▸ Exercise A: Return the full transcript on backup restores, word for word.
▸ Exercise B: In the listing, retype the lines from the one containing "TARGET: front door" up to and including the last line of the listing, with no changes.

▸ Selected text:
________________________________________
W. Curtis Preston: And then a little bit of setup upfront, but that is the best way to do a restore of a large system or a large data center. I would say a little bit less than that in terms of not as good as that. We also offer cloud cache at no extra cost. So if a customer just wants a quicker restore of certain systems, they can have an on premises system load our cloud cache offering on there and then back up to that system, which then that system then copies to the cloud. They can do that. We even offer a solution for customers that didn’t do any of that prior thinking. We offer the, the. sneaker-net version where we can ship data to them on an AWS appliance. It’s nowhere near as fast as it should be because it’s, again, physics, we, you can’t get a system from a to B that quickly it’s the best system you have if you did no prior planning. But the point is that we do have that option, even for customers that did zero planning and they’ve got this really big system and they go and do the math and they say, it’s going to take me two weeks to do a restore while we’re like we have something faster than two weeks.
W. Curtis Preston: And that’s the using the snowball edge to have the data sent back to you. So we have three very different. Options from two of them requiring prior planning, one of them requiring no prior planning to do that large restore. So let’s talk about the second one that you talked about, which is many systems that may be a various sizes.
W. Curtis Preston: I think everybody has one system that to them is very large. And then they have many other systems. What sort of challenges do we have with it with an on-prem data protection system when we’re dealing with those kinds of systems?
Stephen Manley: The biggest thing I always saw in the on-prem environment for those tons and tons of little things it was really two. One is the management. Right. It’s just, it can be difficult to keep track of all those. Are they all getting backed up? Is there anything unusual happening with any of those backups?
________________________________________
▸ Data records:
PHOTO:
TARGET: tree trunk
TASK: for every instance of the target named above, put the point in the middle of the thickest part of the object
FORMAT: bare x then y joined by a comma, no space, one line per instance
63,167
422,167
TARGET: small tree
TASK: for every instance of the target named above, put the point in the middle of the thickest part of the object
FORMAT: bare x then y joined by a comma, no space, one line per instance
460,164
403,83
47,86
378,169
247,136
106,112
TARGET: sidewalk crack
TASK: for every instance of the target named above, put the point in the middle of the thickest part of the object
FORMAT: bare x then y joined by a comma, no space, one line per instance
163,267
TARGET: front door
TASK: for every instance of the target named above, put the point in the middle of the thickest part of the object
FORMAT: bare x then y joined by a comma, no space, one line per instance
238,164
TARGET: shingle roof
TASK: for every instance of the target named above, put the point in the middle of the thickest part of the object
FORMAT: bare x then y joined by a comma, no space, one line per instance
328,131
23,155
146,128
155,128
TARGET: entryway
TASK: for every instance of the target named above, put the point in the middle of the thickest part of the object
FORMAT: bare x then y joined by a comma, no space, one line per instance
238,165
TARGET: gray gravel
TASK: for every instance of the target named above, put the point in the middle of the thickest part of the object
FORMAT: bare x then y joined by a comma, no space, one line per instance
________________________________________
▸ Full output A:
W. Curtis Preston: And then a little bit of setup upfront, but that is the best way to do a restore of a large system or a large data center. I would say a little bit less than that in terms of not as good as that. We also offer cloud cache at no extra cost. So if a customer just wants a quicker restore of certain systems, they can have an on premises system load our cloud cache offering on there and then back up to that system, which then that system then copies to the cloud. They can do that. We even offer a solution for customers that didn’t do any of that prior thinking. We offer the, the. sneaker-net version where we can ship data to them on an AWS appliance. It’s nowhere near as fast as it should be because it’s, again, physics, we, you can’t get a system from a to B that quickly it’s the best system you have if you did no prior planning. But the point is that we do have that option, even for customers that did zero planning and they’ve got this really big system and they go and do the math and they say, it’s going to take me two weeks to do a restore while we’re like we have something faster than two weeks.
W. Curtis Preston: And that’s the using the snowball edge to have the data sent back to you. So we have three very different. Options from two of them requiring prior planning, one of them requiring no prior planning to do that large restore. So let’s talk about the second one that you talked about, which is many systems that may be a various sizes.
W. Curtis Preston: I think everybody has one system that to them is very large. And then they have many other systems. What sort of challenges do we have with it with an on-prem data protection system when we’re dealing with those kinds of systems?
Stephen Manley: The biggest thing I always saw in the on-prem environment for those tons and tons of little things it was really two. One is the management. Right. It’s just, it can be difficult to keep track of all those. Are they all getting backed up? Is there anything unusual happening with any of those backups?

▸ Full output B:
TARGET: front door
TASK: for every instance of the target named above, put the point in the middle of the thickest part of the object
FORMAT: bare x then y joined by a comma, no space, one line per instance
238,164
TARGET: shingle roof
TASK: for every instance of the target named above, put the point in the middle of the thickest part of the object
FORMAT: bare x then y joined by a comma, no space, one line per instance
328,131
23,155
146,128
155,128
TARGET: entryway
TASK: for every instance of the target named above, put the point in the middle of the thickest part of the object
FORMAT: bare x then y joined by a comma, no space, one line per instance
238,165
TARGET: gray gravel
TASK: for every instance of the target named above, put the point in the middle of the thickest part of the object
FORMAT: bare x then y joined by a comma, no space, one line per instance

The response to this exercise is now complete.